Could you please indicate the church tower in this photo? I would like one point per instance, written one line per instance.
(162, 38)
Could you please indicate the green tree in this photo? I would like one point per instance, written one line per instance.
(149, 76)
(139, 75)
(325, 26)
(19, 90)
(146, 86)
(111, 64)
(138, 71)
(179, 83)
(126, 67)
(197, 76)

-- -- --

■ Problem description ■
Output exactly the lines from the one containing "Could you please indicate the green" through the last line of the entries, both ends included.

■ The answer ■
Could you please indicate the green tree in this photo? I would like one point per instance, written one line per instance.
(149, 76)
(139, 75)
(325, 26)
(19, 90)
(146, 86)
(111, 64)
(138, 71)
(179, 83)
(126, 67)
(197, 76)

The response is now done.